Start of EXTRACTED INFORMATION
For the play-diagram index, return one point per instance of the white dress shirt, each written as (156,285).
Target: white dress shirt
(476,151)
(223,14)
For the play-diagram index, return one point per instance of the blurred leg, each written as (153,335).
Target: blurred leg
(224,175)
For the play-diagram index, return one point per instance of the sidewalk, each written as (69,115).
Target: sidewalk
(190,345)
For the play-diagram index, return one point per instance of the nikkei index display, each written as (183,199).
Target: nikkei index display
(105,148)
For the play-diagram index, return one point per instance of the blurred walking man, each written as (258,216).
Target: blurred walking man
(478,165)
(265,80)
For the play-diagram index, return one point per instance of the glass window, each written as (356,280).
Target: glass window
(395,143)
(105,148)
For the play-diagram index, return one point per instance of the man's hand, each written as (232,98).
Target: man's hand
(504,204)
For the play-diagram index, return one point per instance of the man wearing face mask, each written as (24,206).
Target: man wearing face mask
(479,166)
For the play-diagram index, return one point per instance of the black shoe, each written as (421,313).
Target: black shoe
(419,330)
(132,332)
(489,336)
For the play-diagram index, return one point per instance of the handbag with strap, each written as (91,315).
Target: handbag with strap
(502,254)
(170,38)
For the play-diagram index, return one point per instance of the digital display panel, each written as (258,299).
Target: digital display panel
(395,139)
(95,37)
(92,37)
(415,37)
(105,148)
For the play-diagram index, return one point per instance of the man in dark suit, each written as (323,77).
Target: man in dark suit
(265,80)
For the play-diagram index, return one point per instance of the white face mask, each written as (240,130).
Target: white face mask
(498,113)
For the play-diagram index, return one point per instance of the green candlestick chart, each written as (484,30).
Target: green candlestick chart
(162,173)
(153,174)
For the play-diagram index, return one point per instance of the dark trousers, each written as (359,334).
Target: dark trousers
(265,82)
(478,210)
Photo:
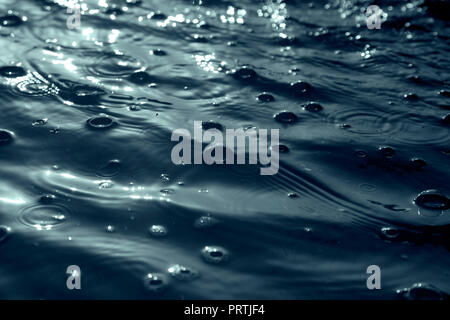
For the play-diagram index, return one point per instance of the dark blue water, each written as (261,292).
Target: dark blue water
(87,179)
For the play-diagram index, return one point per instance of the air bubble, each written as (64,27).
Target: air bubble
(433,200)
(285,117)
(4,233)
(182,273)
(213,254)
(205,222)
(101,123)
(6,137)
(266,97)
(422,291)
(313,107)
(155,282)
(157,231)
(12,71)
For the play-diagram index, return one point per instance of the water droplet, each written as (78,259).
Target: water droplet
(411,96)
(111,169)
(40,122)
(105,184)
(157,16)
(433,200)
(155,282)
(281,148)
(10,20)
(299,88)
(4,233)
(285,117)
(43,217)
(101,122)
(205,222)
(390,232)
(5,137)
(214,254)
(245,74)
(387,152)
(158,52)
(444,93)
(206,125)
(422,291)
(166,192)
(140,78)
(157,231)
(47,199)
(361,154)
(417,163)
(266,97)
(182,273)
(12,71)
(313,107)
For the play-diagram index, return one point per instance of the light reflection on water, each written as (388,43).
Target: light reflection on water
(86,175)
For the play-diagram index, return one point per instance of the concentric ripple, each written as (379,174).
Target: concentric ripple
(44,217)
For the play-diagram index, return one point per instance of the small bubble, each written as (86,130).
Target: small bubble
(422,291)
(433,200)
(12,71)
(10,20)
(444,93)
(158,52)
(155,282)
(111,169)
(411,96)
(205,222)
(281,148)
(166,192)
(417,163)
(390,232)
(213,254)
(344,126)
(299,88)
(101,123)
(266,97)
(313,107)
(105,184)
(157,16)
(285,117)
(47,199)
(387,152)
(4,233)
(182,273)
(206,125)
(165,177)
(6,137)
(245,73)
(40,122)
(157,231)
(361,154)
(140,78)
(446,119)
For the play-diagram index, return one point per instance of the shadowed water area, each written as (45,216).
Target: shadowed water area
(86,176)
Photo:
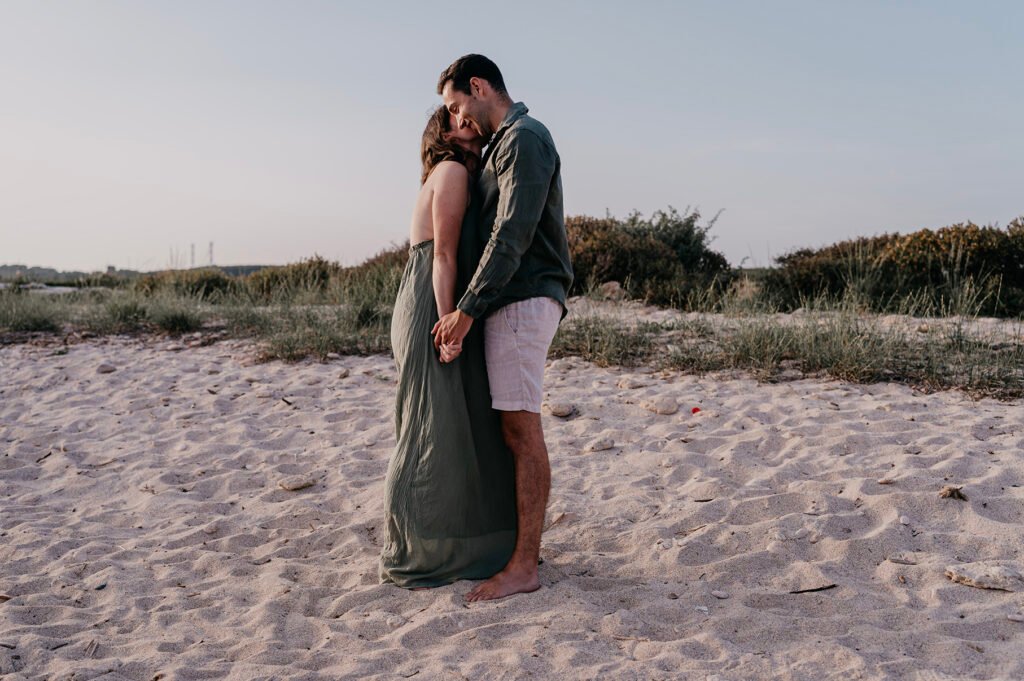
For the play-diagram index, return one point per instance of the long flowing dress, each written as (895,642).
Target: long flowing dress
(450,491)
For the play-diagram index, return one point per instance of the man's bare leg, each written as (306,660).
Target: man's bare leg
(532,482)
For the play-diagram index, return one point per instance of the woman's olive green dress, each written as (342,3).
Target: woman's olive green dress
(450,492)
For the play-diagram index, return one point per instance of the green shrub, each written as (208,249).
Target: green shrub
(664,260)
(943,271)
(208,284)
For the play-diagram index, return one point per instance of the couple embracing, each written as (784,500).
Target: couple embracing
(479,302)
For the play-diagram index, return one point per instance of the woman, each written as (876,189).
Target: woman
(450,492)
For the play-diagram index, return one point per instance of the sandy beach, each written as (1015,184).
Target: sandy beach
(173,510)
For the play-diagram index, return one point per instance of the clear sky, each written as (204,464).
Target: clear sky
(129,130)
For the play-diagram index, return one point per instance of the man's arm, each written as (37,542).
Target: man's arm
(524,172)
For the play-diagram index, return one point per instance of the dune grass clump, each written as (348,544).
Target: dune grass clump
(118,314)
(602,342)
(664,260)
(175,314)
(208,284)
(25,311)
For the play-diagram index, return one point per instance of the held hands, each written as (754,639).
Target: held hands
(449,333)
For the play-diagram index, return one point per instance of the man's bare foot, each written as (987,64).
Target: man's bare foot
(505,584)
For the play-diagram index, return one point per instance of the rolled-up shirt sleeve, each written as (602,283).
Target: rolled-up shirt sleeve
(525,166)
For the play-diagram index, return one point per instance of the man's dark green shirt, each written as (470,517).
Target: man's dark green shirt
(520,203)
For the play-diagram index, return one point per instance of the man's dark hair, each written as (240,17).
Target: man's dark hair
(472,66)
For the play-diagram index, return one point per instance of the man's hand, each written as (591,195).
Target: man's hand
(450,352)
(450,330)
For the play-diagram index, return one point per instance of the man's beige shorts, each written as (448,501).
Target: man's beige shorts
(516,339)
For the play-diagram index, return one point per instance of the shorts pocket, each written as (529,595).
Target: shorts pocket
(511,315)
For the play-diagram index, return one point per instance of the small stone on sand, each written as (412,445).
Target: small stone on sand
(949,492)
(664,406)
(631,383)
(984,575)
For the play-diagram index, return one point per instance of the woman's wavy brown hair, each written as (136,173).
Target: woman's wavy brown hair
(433,149)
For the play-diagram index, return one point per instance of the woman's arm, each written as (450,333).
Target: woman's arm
(448,208)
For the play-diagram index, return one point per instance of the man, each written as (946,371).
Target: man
(519,286)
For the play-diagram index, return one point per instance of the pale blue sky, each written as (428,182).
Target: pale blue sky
(129,130)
End of EXTRACTED INFORMATION
- DIRECTIONS:
Lines from the start of the records through the one containing "written as (24,206)." are what should be retyped, exactly and in full, both ends included.

- WRITTEN REPLY:
For the play-diagram index, return one point per instance of the white dress shirt, each written as (156,285).
Target: white dress shirt
(476,151)
(223,14)
For the play-diagram index, return one point per instance of the blurred leg, each written as (153,335).
Target: blurred leg
(224,175)
For the play-diagram index, return one point per instance of the sidewalk, each written as (69,115).
Target: sidewalk
(190,345)
For the play-diagram index, return one point per instance of the nikkei index display, each written as (183,199).
Target: nikkei index display
(105,148)
For the play-diagram index, return one point per instance of the blurred walking man, each written as (258,216).
Target: blurred walking man
(478,165)
(265,80)
For the play-diagram index, return one point per instance of the glass window, each written as (356,280).
Target: glass window
(395,143)
(105,148)
For the play-diagram index, return one point per instance of the man's hand, each written as (232,98).
Target: man's hand
(504,204)
For the play-diagram index, return one point per instance of the man wearing face mask, each written as (24,206).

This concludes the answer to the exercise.